What the exercise asks:
Nothing may be changed. Give the entries below again exactly.

Record extracts:
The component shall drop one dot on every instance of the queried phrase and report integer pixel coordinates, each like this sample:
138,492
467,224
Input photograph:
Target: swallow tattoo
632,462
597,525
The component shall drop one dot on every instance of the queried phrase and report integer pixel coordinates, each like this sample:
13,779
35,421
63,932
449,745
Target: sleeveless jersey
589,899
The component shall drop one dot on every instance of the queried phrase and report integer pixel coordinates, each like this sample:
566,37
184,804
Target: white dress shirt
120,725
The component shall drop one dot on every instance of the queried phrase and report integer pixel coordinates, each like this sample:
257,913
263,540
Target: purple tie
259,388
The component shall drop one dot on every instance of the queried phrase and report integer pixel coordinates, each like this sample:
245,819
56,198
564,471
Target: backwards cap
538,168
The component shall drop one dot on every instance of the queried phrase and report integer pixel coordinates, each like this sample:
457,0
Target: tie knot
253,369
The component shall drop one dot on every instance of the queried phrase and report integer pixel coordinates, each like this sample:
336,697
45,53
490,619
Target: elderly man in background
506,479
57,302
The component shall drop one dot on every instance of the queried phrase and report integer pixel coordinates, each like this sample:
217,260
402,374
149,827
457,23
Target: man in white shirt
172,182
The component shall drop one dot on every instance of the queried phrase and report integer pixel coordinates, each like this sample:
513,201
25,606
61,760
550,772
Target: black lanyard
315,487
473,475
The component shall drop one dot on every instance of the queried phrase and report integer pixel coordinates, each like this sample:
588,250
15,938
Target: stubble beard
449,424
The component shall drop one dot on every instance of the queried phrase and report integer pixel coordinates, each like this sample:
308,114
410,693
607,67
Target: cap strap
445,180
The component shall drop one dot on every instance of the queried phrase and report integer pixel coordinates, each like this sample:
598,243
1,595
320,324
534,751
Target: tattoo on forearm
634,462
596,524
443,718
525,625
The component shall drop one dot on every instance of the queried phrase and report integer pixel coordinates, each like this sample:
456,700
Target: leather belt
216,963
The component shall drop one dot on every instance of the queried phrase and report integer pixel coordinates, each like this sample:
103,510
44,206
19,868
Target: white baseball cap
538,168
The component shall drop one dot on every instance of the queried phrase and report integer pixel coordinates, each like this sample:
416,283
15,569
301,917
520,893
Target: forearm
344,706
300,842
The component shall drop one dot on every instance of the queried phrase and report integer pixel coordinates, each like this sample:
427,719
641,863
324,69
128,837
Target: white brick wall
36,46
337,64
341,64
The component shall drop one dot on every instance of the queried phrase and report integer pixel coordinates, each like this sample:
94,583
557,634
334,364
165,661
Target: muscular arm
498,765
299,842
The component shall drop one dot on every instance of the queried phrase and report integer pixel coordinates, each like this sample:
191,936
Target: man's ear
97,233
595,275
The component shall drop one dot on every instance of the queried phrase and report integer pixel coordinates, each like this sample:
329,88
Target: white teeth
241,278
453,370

Exercise output:
The component shall drop one dot on every instance of the queried phrase and report integer pixel coordinates, each like this sample:
138,492
467,224
Input photograph:
Target: swallow tattoo
632,462
597,525
The component shall drop one dot on every instance of the queried phrase and report integer pixel coordinates, each like this sample:
13,779
35,421
63,932
449,745
Target: sleeveless jersey
589,899
The component shall drop one dot on every instance of the queried phrase and report integer pixel coordinates, each like this sample:
566,37
184,804
Target: white dress shirt
120,725
The component shall drop one dot on every instance of the queried phrase and report integer pixel coordinates, each like this sample:
257,913
263,540
Target: purple tie
259,388
The component shall drop one dot on every instance of the queried phrase and report integer pixel coordinates, each like this sample:
245,819
56,198
564,471
Target: backwards cap
538,168
The component shall drop one dot on every instance of the queried phrase and report integer pixel coordinates, each like this sample:
457,0
Target: tie knot
253,369
The component shall drop one dot on every instance of the queried phrase and report integer pixel coordinates, each like this sample:
336,697
45,53
490,619
Target: elderly man in background
506,479
57,302
The component shall drop one dot on every instance of the queried phrase and report integer pixel coordinates, each like this sample:
217,260
402,374
149,827
457,23
Target: man in white shirt
172,182
The component shall drop one dot on every instance of the queried phrase and report integer pixel coordinates, each like this sample:
513,201
25,606
61,760
550,772
Target: black lanyard
315,487
473,475
The component shall drop one dot on every instance of the queried phrase and report integer pixel coordinates, each like this sample:
588,250
15,938
Target: stubble beard
449,424
The component shall drop one dot on every instance of the queried phrase and report integer pixel coordinates, each like this sample:
308,114
410,693
607,67
Target: cap strap
445,180
The component shall drop one dot on every instance of the queried phrase and report integer pixel coordinates, each like this sample:
598,243
1,595
320,324
534,751
Target: tattoo on forearm
634,462
596,524
443,718
525,625
The component shall drop one dot on every instance of the queried phrase and report integer pixel coordinates, each like this sample:
456,700
Target: leather belt
216,963
The component shall drop one dot on every instance of the queried phrase and report integer pixel coordinates, each like this sample:
103,510
44,206
19,868
Target: white baseball cap
538,168
The component shall drop one dot on every instance of the queried phrase and report integer pixel coordinates, each like this sample:
416,283
15,569
301,917
520,893
Target: forearm
344,706
300,842
The component shall drop one dot on every instance of the queried phrase and report integer pixel coordinates, each like this sample:
427,719
641,863
324,69
128,837
Target: white brick wall
36,46
337,64
341,64
The component shall drop one dot on every instance of the queried phrase and report integer pixel coordinates, each like this sample:
94,583
557,634
334,364
165,661
Target: muscular arm
498,765
299,842
The component shall drop one dot on every instance of the queried phrase and report integer pixel coordinates, each like this sample:
191,936
Target: man's ear
97,233
595,275
The component shall drop one dot on every instance of the queried phrase and report integer pixel coordinates, each like this sample:
329,88
Target: white teeth
241,278
453,370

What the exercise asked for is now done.